═══ Provided passage ═══
The Galle Face hotel in the picture at the top has to be in my top 3 hotels in the whole S/SE Asia region. Nothing better than sitting on the terrace sipping Lion Stout listening to the ocean. The doorman who used to greet us on arrival had been working there since 1942, although he sadly died 4 years ago
https://en.wikipedia.org/wiki/Kottarapattu_Chattu_Kuttan
agree....amazing hotel...dont need to go anywhere....just chill
Nice as that experience undoubtedly was, the view will be somewhat different with Port City on the horizon in future
Agree. It has such beauty. We stayed in the 90s during the civil war, it was very affordable then.
coke appple hollywood heroine coca radiation facebook, so called invisible colonialism of the last century, chine is using the only lane open.
We didn't start the fire, it was always burning...
Write in sentences please
"in sentences." You're welcome.
Is there any coincidence between Pompeo's announcement and back to back articles on China's OBOR?
No.
So hitherto Rockefeller foundation or the Guardian wasn't concerned about Port city.
No wonder people in developing countries doubt about the true intentions of western 'concerns'.
This is part of a long-running series. It must have been planned a long time ago.
Why do developers reclaim land from the sea, when the sea is going to rise by 1M by 2100?
And Sandbanks, which, by its very proximity to the sea has become one of the most exclusive and expensive places to live in the world suggests suggests a disconnect between the claims and reality.
Like the prophecies that shops would be empty and planes would fall from the sky after the millennium?
No, not like that at all.
One thing that has struck me about the Chinese is that the West created global empires by invading countries and blowing up infrastructure to get a toe hold whereas the Chinese are doing it by building the infrastructure.
═══
* **Objective 1**
Answer these questions from the comment thread:
(a) What drink does the first commenter mention sipping on the terrace?
(b) Since what year had the doorman been working at the hotel?
(c) When did the commenter who found the hotel very affordable stay there?
* **Objective 2**
Pick up the comment thread about the Galle Face hotel and Port City after its last comment, and continue it with a few more comments in the same style.
═══ Material shown ═══
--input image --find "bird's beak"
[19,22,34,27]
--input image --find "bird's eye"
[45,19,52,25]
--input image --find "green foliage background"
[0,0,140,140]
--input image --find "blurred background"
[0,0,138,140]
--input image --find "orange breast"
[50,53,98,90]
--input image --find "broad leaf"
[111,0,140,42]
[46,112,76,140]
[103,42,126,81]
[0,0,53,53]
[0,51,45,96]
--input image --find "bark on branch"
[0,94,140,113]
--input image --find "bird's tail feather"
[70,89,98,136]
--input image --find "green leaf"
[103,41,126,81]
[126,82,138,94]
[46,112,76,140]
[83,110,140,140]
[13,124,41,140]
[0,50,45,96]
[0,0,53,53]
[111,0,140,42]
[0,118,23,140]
═══
* **Final result 1**
(a) Lion Stout.
(b) Since 1942.
(c) In the 90s, during the civil war.

* **Final result 2**
"the West created global empires by invading countries and blowing up infrastructure"
No - check out the railways in India, the colonial buildings referenced in the article, the miens of Africa. Blowing up stuff isn't profitable.
Read up on the British Empire! The proof, or otherwise, of China’s altruistic nature will come once the locals inevitably rise up ...
I was fortunate enough to visit Sri Lanka last year and was speaking to a local man in his late 20s who actually half-wished for a return to the Colonial times (far too young to remember them of course) because there hadn't been a single metre of rail track laid since the British left.
Sri Lanka is just the most amazing country. Having seen the civil war, I am pleased that it is now stable and growing again.
I am not sure it is as stable as you think. Yes, several governments have introduced very ambitious plans to transform the country economically and there is no civil war. But the there are still undercurrents that are concerning, especially the governance of the country. It is no surprise that that many of the educated younger people look to Europe and Australasia as they believe there are no opportunities for them.
I do totally agree with you that it is a beautiful and amazing country.
Yes, I lived there during the civil war and go back fairly often. The anti-Muslim riots a few months ago were a warning that things can still kick-off fairly easily. Things are changing fairly quickly though, and generally for the better.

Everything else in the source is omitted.